TASK GOAL: Your answer should consist of the lines below that hold the word "horizon".

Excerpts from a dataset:
☆ ☆ ☆ ☆ ☆
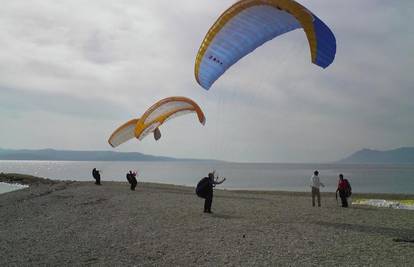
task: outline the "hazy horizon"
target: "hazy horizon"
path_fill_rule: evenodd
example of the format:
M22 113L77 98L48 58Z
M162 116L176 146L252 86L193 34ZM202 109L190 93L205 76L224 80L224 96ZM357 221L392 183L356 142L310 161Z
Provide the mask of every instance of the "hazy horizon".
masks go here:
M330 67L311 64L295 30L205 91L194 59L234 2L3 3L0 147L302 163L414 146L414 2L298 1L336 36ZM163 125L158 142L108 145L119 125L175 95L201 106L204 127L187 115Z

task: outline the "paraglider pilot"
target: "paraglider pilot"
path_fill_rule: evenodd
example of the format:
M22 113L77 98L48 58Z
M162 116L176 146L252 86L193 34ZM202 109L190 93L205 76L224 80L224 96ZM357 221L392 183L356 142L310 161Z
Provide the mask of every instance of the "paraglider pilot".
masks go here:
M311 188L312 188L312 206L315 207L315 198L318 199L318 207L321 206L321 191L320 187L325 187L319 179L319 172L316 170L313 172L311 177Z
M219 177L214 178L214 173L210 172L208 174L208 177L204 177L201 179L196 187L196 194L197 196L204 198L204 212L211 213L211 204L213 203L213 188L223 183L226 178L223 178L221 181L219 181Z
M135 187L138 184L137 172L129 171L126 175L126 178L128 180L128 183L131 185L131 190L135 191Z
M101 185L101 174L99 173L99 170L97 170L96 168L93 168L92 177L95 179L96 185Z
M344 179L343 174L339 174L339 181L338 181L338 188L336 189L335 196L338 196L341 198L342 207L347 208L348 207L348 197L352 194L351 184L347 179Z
☆ ☆ ☆ ☆ ☆
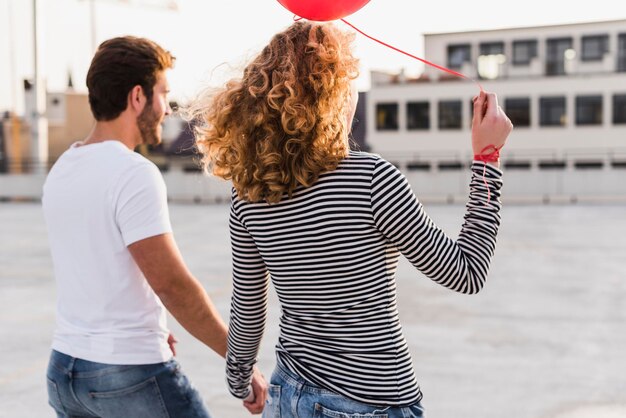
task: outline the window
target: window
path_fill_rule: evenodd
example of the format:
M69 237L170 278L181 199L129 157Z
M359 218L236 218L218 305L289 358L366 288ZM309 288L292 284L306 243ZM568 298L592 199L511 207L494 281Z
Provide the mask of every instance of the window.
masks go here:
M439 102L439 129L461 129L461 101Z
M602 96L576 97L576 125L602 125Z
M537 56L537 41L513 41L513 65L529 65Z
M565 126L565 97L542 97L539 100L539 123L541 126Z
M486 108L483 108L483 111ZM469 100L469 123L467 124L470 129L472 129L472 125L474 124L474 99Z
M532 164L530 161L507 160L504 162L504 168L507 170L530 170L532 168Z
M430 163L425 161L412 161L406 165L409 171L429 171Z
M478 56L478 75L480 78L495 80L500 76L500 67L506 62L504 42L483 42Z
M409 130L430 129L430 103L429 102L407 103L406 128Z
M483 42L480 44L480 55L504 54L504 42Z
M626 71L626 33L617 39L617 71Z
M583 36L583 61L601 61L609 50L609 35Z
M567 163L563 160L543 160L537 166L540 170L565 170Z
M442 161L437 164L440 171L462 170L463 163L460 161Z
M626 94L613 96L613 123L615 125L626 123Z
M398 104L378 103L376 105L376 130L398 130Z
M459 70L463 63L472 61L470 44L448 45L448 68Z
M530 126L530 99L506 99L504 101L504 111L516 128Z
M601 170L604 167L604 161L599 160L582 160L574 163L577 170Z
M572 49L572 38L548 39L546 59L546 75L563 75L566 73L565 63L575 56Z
☆ ☆ ☆ ☆ ☆
TASK ANSWER:
task: outline the "hazy horizon"
target: "hazy horizon"
Provide the mask of every instance of the "hazy horizon".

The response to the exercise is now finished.